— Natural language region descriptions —
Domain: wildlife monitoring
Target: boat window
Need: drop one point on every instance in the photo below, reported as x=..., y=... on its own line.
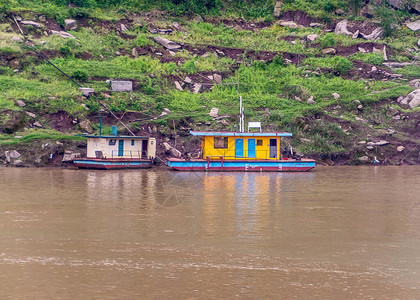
x=220, y=142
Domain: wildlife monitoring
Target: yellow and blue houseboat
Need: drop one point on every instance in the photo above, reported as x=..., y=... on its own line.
x=242, y=151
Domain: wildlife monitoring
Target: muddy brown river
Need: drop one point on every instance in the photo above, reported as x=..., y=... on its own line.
x=332, y=233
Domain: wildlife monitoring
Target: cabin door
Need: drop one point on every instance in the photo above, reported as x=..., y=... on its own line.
x=273, y=148
x=120, y=147
x=144, y=144
x=239, y=147
x=251, y=148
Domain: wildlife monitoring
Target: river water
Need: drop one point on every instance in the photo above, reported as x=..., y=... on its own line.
x=332, y=233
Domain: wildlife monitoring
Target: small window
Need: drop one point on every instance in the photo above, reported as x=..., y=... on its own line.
x=220, y=142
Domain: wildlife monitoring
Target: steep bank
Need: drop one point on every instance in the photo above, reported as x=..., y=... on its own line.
x=339, y=86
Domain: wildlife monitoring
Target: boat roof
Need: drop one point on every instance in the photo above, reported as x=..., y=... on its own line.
x=113, y=136
x=228, y=133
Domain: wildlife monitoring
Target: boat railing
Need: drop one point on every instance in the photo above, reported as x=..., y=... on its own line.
x=249, y=155
x=126, y=154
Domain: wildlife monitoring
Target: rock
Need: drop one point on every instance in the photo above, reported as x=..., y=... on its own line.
x=414, y=26
x=311, y=100
x=197, y=88
x=277, y=9
x=18, y=163
x=217, y=78
x=356, y=34
x=37, y=124
x=312, y=37
x=415, y=83
x=381, y=143
x=86, y=91
x=165, y=112
x=121, y=86
x=32, y=23
x=341, y=28
x=198, y=19
x=214, y=112
x=375, y=35
x=63, y=34
x=12, y=154
x=363, y=158
x=178, y=86
x=32, y=115
x=86, y=126
x=16, y=39
x=412, y=99
x=134, y=52
x=289, y=24
x=70, y=24
x=316, y=25
x=330, y=51
x=21, y=103
x=166, y=43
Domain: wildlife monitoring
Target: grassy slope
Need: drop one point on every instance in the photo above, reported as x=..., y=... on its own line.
x=268, y=84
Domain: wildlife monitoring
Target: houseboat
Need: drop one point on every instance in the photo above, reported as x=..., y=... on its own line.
x=118, y=152
x=242, y=151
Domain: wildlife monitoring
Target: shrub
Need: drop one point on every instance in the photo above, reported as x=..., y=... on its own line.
x=80, y=76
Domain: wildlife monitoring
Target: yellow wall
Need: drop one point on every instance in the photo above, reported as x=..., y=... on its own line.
x=262, y=152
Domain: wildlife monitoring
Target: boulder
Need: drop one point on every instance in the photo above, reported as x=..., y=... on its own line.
x=32, y=23
x=86, y=91
x=198, y=19
x=178, y=86
x=86, y=126
x=214, y=112
x=70, y=24
x=341, y=28
x=121, y=86
x=63, y=34
x=16, y=39
x=277, y=9
x=217, y=78
x=375, y=35
x=412, y=99
x=330, y=51
x=197, y=88
x=336, y=96
x=165, y=112
x=414, y=26
x=289, y=24
x=312, y=37
x=363, y=159
x=21, y=103
x=166, y=43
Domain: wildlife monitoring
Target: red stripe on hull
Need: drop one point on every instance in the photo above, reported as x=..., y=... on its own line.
x=242, y=169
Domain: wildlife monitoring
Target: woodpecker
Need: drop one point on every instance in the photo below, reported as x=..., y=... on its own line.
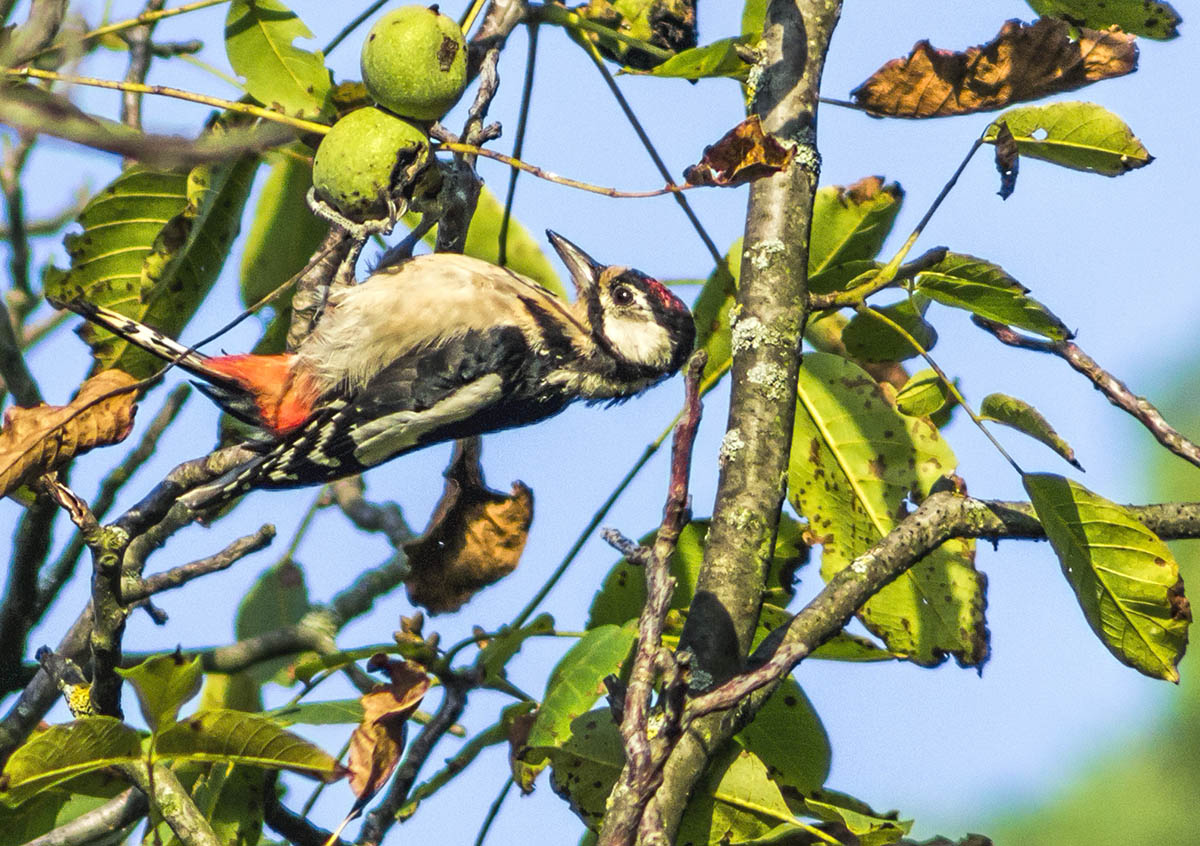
x=430, y=349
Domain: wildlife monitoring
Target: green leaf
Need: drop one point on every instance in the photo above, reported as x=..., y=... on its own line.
x=283, y=233
x=330, y=713
x=502, y=648
x=737, y=802
x=719, y=59
x=1126, y=579
x=786, y=735
x=870, y=339
x=252, y=739
x=163, y=684
x=850, y=223
x=573, y=688
x=1077, y=136
x=1025, y=418
x=525, y=256
x=1146, y=18
x=924, y=395
x=712, y=312
x=279, y=598
x=869, y=831
x=855, y=465
x=258, y=42
x=985, y=289
x=60, y=753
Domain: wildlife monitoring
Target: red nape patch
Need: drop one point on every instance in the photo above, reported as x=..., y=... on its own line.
x=283, y=399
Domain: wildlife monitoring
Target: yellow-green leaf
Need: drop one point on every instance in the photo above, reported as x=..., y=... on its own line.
x=856, y=463
x=1025, y=418
x=1077, y=136
x=1126, y=579
x=258, y=42
x=65, y=751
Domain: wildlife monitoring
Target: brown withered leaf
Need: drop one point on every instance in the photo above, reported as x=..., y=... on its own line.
x=742, y=155
x=1008, y=161
x=474, y=537
x=1024, y=61
x=377, y=744
x=37, y=441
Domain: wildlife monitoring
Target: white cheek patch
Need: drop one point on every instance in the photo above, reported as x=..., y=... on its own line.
x=640, y=341
x=378, y=441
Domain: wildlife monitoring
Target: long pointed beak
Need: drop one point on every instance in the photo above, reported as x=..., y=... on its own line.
x=585, y=270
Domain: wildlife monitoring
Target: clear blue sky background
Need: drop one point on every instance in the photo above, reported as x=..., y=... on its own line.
x=1111, y=257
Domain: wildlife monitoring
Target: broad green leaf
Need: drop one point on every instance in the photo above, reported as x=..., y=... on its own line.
x=258, y=42
x=786, y=735
x=869, y=831
x=985, y=289
x=331, y=713
x=279, y=598
x=1126, y=579
x=501, y=649
x=586, y=767
x=712, y=311
x=163, y=684
x=283, y=233
x=719, y=59
x=856, y=462
x=850, y=223
x=65, y=751
x=870, y=339
x=1147, y=18
x=924, y=395
x=736, y=802
x=525, y=255
x=1077, y=136
x=573, y=688
x=1025, y=418
x=252, y=739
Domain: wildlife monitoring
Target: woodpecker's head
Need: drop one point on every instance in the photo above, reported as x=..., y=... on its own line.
x=633, y=317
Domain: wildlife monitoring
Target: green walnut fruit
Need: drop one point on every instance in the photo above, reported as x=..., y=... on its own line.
x=414, y=63
x=366, y=156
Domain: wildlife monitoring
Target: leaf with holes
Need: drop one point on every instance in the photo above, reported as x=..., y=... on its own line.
x=252, y=739
x=1147, y=18
x=1078, y=136
x=985, y=289
x=1126, y=579
x=65, y=751
x=258, y=42
x=1025, y=418
x=856, y=463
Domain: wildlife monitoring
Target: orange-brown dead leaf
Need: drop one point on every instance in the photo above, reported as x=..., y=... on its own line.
x=39, y=441
x=742, y=155
x=475, y=537
x=1024, y=61
x=377, y=744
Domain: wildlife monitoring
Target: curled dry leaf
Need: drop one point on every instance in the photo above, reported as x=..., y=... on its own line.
x=39, y=441
x=377, y=743
x=1024, y=61
x=742, y=155
x=475, y=535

— REQUIREMENT —
Reproduce every line above that contains the string "window".

— TASK SOLUTION —
Target: boat window
Target: small window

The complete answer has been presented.